──────── Source document

If you’re seriously asking that question, you need to go to this blog post right here, scroll down to the FB section, and carefully read the part about the guy wanting to spend money on his FBs because he spends money on his guy buddies. My explanation there applies to V-Day here. Taking an FB, or even a low-end MLTR out on V-Day is very incongruent, will cause drama and confusion, and will end up being harmful to her. Yes, to her.

When Romantic Valentine’s Day Stuff Is Acceptable

Alright, that covers when spending time with a woman on V-Day is a bad idea and how to avoid it. What about if you have a strong OLTR or OLTR Marriage? When is V-Day okay? Is it ever okay?

There are some hardcore men’s rights types out there who strongly believe that spending time with any woman on V-Day is always a bad idea, period, even if she’s your serious, long-term girlfriend or the equivalent. Everyone will have their own opinion on this, but I disagree. There are indeed times where I like being romantic, enjoy taking care of a woman, and think V-Day is just fine. BUT, and this is a big BUT, four criteria must be met before I do this:

1. I have to really, really, really like her. Preferably love her.

2. She has to have been in my life consistently for at least six months with near zero drama and near zero jealousy.

3. She’s an OLTR or at least a strong candidate for it (i.e. very high-end MLTR).

4. We’ve already had “The Talk,” which means she understands that even though I care about her and no one else, I will never be completely sexually monogamous to her. This means that she’s survived “The Talk,” she’s still with me, and she’s still more or less cool about everything.

────────────────

Exercise objective => Please copy the Valentine's Day text between "If you’re seriously" and "Yes, to her.", inclusive, and swap "blog post" for "article".

──────── Given entries

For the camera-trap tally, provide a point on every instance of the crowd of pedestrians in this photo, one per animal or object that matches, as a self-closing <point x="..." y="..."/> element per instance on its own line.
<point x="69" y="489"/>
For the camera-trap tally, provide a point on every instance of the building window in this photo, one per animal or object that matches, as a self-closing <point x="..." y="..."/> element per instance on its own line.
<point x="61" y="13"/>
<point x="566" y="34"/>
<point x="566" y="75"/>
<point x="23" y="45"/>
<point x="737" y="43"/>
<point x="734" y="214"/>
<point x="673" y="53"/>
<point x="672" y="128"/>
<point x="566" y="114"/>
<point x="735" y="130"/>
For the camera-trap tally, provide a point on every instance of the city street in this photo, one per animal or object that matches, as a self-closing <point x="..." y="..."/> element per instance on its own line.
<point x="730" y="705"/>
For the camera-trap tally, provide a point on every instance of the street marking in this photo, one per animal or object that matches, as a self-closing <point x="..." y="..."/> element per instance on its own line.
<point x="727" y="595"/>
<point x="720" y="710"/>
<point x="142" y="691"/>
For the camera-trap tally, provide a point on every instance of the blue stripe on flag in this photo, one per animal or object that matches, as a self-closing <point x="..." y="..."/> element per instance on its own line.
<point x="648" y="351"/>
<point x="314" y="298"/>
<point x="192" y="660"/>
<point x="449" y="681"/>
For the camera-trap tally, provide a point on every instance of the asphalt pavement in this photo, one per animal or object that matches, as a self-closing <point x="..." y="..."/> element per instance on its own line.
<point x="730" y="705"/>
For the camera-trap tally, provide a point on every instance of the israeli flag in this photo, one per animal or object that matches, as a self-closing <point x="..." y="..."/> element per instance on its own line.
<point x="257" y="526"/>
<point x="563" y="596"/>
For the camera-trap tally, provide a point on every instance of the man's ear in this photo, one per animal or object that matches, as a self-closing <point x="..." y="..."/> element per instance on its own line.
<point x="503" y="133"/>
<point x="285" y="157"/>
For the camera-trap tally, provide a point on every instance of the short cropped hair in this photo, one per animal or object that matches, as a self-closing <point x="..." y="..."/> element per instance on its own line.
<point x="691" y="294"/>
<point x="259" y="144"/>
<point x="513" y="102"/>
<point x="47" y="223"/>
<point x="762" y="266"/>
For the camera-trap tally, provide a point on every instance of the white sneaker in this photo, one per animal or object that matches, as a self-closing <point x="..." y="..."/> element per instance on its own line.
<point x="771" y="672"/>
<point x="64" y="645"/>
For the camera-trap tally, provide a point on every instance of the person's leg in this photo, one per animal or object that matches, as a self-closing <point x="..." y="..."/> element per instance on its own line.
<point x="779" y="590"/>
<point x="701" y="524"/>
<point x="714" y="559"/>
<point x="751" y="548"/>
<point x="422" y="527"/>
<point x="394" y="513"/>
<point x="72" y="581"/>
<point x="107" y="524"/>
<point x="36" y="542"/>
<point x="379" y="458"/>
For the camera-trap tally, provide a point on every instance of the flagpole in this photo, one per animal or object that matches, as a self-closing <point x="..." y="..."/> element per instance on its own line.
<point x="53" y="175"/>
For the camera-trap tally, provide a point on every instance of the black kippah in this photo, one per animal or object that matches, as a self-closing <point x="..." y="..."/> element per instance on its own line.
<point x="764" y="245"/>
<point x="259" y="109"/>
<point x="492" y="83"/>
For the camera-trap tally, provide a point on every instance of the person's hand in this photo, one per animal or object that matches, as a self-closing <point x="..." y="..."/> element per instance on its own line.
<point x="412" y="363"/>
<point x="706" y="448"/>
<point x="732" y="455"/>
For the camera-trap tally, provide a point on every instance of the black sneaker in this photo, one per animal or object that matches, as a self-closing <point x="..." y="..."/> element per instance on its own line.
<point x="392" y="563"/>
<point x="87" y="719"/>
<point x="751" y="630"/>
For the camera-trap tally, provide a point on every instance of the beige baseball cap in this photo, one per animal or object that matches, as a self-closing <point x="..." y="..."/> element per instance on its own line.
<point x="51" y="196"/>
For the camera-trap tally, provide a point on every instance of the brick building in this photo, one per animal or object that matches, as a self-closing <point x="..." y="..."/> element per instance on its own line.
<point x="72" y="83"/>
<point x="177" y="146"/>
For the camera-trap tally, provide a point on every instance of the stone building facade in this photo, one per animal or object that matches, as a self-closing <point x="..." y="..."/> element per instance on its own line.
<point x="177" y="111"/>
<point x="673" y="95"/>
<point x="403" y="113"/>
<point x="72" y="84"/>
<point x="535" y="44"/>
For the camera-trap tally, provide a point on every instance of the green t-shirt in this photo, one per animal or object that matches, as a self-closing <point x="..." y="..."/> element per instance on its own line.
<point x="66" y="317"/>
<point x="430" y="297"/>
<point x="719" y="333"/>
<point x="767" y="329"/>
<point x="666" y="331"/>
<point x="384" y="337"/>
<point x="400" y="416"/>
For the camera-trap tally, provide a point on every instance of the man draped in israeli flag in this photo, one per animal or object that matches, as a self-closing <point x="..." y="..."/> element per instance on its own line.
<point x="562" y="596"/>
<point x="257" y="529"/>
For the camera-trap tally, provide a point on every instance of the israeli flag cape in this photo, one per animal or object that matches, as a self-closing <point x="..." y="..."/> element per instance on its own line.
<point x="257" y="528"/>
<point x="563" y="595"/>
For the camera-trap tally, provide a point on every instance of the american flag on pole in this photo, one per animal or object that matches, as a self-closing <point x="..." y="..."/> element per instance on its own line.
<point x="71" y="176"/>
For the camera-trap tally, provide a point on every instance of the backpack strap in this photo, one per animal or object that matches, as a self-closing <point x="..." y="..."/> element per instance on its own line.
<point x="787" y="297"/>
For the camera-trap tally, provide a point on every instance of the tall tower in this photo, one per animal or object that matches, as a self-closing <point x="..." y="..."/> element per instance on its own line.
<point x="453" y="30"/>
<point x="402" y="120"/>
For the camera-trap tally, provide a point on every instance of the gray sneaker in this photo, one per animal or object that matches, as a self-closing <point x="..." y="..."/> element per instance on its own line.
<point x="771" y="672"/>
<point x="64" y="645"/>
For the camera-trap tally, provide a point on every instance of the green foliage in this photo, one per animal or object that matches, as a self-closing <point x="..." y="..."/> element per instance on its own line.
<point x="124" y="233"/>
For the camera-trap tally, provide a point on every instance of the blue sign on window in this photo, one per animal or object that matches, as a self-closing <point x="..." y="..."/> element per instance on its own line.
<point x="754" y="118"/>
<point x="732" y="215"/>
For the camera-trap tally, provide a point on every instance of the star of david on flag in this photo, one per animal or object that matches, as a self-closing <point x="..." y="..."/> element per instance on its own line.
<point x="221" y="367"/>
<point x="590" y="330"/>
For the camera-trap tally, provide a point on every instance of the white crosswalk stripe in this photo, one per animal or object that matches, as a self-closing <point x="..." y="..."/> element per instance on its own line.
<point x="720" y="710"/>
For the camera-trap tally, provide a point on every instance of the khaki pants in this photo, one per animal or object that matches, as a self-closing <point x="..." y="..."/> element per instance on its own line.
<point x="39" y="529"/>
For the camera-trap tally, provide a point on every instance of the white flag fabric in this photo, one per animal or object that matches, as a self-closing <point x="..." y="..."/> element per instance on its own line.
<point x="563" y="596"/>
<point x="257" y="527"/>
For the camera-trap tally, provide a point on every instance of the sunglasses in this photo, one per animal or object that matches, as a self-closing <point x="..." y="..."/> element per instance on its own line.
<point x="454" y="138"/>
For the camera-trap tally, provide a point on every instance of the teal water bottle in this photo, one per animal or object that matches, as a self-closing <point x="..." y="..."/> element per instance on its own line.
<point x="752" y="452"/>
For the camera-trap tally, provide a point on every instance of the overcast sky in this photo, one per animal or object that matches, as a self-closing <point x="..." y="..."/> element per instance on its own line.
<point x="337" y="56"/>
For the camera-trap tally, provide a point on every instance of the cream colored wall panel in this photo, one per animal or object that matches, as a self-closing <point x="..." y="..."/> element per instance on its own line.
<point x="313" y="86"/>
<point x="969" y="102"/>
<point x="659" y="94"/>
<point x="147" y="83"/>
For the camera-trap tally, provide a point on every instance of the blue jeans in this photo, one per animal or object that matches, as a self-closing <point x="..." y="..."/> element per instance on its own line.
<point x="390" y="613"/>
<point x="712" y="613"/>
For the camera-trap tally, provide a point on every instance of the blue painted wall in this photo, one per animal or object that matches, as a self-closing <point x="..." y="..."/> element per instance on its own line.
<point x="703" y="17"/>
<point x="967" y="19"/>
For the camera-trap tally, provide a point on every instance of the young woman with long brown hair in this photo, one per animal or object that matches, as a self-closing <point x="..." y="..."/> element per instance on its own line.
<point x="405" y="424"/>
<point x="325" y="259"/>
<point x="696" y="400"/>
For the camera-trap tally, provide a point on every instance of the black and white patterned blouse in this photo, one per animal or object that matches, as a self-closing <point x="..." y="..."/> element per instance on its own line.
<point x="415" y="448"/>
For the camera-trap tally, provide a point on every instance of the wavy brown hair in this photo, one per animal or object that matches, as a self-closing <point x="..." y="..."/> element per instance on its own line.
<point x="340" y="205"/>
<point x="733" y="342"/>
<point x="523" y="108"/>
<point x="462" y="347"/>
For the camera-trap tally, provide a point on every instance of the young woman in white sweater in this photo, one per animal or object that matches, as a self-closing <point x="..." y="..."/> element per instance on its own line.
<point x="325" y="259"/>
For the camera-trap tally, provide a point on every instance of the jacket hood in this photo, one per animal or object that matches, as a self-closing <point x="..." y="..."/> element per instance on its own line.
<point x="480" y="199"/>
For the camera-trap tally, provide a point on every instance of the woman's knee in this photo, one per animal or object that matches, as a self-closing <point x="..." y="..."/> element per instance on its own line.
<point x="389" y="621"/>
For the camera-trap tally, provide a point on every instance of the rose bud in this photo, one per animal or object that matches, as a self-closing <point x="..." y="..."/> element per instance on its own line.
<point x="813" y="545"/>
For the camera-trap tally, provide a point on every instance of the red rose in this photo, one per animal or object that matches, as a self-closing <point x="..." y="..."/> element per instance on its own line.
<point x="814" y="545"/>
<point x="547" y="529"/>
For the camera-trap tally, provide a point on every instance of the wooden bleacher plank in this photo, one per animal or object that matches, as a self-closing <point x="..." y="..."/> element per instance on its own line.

────────────────

Answer to the exercise =>
If you’re seriously asking that question, you need to go to this article right here, scroll down to the FB section, and carefully read the part about the guy wanting to spend money on his FBs because he spends money on his guy buddies. My explanation there applies to V-Day here. Taking an FB, or even a low-end MLTR out on V-Day is very incongruent, will cause drama and confusion, and will end up being harmful to her. Yes, to her.